Importância das atividades de divulgação científica e esclarecimento da sociedade brasileira

O negacionismo científico, movimento que afronta a ciência e coloca vidas em risco, adota estratégias de comunicação que espalham notícias falsas, que deixam as pessoas com medo. Essas notícias falsas assassinas são cruéis, repugnantes, irresponsáveis, afetam a vida das pessoas, provocam incertezas e representam um enorme desserviço para a saúde pública. Nós precisamos combatê-las com firmeza.4 Há um enorme descompasso no combate à pandemia desde o início por parte do Governo Federal. Então, grupos com interesses políticos e religiosos e financeiros se aproveitam disso e o Brasil se tornou um terreno fértil para o crescimento das pseudociências, que defendem alternativas terapêuticas sem evidências científicas sólidas e robustas.

O processo de desacreditar a Ciência

O descrédito da Ciência interessa a todos aqueles que não acreditam nela, que atacam nossas instituições públicas promotoras de conhecimento e atacam os órgãos de imprensa disseminadores de informações baseadas em Ciência. Estamos vivendo um momento de intensa polarização política e politização da Ciência, em que nossas instituições epistêmicas são constantemente atacadas. Nessa crise sanitária da pandemia de covid-19, nós percebemos que aspectos políticos, não as questões importantes de saúde pública, viraram protagonistas. Os negacionistas vivem e se alimentam de fake news, relativizam a gravidade da crise sanitária, atacam a Ciência e os cientistas, combatem o distanciamento físico e o uso de máscaras, são contra as vacinas, defendem tratamentos sem eficácia e criam alternativas que oferecem falsas esperanças.14 São narrativas atreladas a agendas políticas, religiosas e a interesses financeiros de parceiros do mesmo espectro ideológico. Para defender a sua visão de mundo, em que a Ciência não faz parte, eles selecionam dados que servem à sua opinião particular, distorcem fatos e argumentos científicos. Esses grupos abusam de um elemento político sempre muito presente em disputas ideológicas binárias, resumindo a uma batalha entre direita e esquerda. Para espalhar as teorias delirantes que inventam, eles usam as redes sociais como vetores de transmissão, se aproveitando de declarações de políticos, que têm um peso enorme para inflamar essas redes através do uso de bots. Infelizmente, diversos atores reais como políticos de extrema direita, ex-atletas, pseudojornalistas, pseudocientistas e médicos que não seguem a Ciência, disseminam mentiras assassinas.

- [Confira sua compreensão]:
(1) Traduza para o inglês esta frase do texto sobre o negacionismo científico: "Estamos vivendo um momento de intensa polarização política e politização da Ciência, em que nossas instituições epistêmicas são constantemente atacadas."
(2) Prossiga com o texto sobre o negacionismo científico a partir da última frase apresentada.
As linhas abaixo não são necessárias.

- [Linhas selecionadas]:
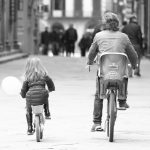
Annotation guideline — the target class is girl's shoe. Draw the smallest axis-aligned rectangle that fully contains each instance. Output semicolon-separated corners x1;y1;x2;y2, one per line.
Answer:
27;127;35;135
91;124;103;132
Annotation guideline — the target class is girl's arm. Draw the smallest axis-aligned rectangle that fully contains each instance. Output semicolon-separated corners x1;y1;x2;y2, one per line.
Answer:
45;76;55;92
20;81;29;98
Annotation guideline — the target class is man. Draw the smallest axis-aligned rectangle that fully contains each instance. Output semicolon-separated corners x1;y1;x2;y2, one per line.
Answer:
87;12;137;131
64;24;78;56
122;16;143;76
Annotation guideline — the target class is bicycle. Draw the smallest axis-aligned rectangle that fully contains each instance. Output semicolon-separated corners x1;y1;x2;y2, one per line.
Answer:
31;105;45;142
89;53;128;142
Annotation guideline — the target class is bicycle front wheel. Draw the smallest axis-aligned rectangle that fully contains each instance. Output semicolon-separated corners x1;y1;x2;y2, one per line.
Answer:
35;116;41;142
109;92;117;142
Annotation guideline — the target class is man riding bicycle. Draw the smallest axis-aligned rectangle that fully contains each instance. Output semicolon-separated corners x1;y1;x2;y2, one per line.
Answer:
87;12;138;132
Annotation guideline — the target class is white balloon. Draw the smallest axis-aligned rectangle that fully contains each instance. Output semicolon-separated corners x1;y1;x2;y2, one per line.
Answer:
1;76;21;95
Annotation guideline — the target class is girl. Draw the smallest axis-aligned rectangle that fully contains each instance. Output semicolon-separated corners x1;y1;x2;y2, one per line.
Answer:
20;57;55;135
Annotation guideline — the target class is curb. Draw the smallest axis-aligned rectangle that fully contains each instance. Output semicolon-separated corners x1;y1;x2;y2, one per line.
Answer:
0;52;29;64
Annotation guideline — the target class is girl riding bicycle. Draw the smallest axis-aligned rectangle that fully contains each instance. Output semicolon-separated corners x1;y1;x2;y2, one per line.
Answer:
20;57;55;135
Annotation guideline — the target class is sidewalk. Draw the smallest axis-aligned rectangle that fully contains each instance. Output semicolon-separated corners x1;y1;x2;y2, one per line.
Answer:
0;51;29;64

- [Respostas das atividades]:
(1) We are living through a moment of intense political polarization and politicization of Science, in which our epistemic institutions are constantly attacked.

(2)
O negacionismo e sua influência na produção científica14

Segundo a Organização Mundial da Saúde (OMS), nós estamos vivenciando a existência de uma infodemia, um enorme surto de informações corretas, mas principalmente de notícias falsas ou de baixa qualidade contaminando o debate na área de saúde pública. Nós temos observado que os pseudocientistas reivindicam seu status científico para trazer argumentos de autoridade e defender suas narrativas negacionistas sobre a covid-19, criticando as medidas protetivas não farmacológicas, as vacinas e questionando a gravidade da pandemia. Hoje, há campanhas de desinformação sobre a covid-19, com distribuição maciça de conteúdos falsos que distorcem a linguagem da Ciência. Grupos de extrema direita publicam matérias enganosas, mentirosas, como se fossem reportagens jornalísticas, distorcendo o conteúdo de estudos científicos, usando artigos científicos de baixíssima qualidade, publicados em revistas predatórias, que publicam qualquer coisa ruim. Esses grupos manipulam dados preliminares publicados na forma de preprints, ainda sem revisão por pares, muitos deles que nem são aceitos após avaliação por pares e criam factoides para promover medicamentos sem eficácia contra a covid-19, como a ivermectina, a cloroquina e a hidroxicloroquina. Eles criam notícias falsas, supostamente baseadas em artigos muitas vezes falsos, compartilham nas redes sociais e seus seguidores ajudam a espalhar.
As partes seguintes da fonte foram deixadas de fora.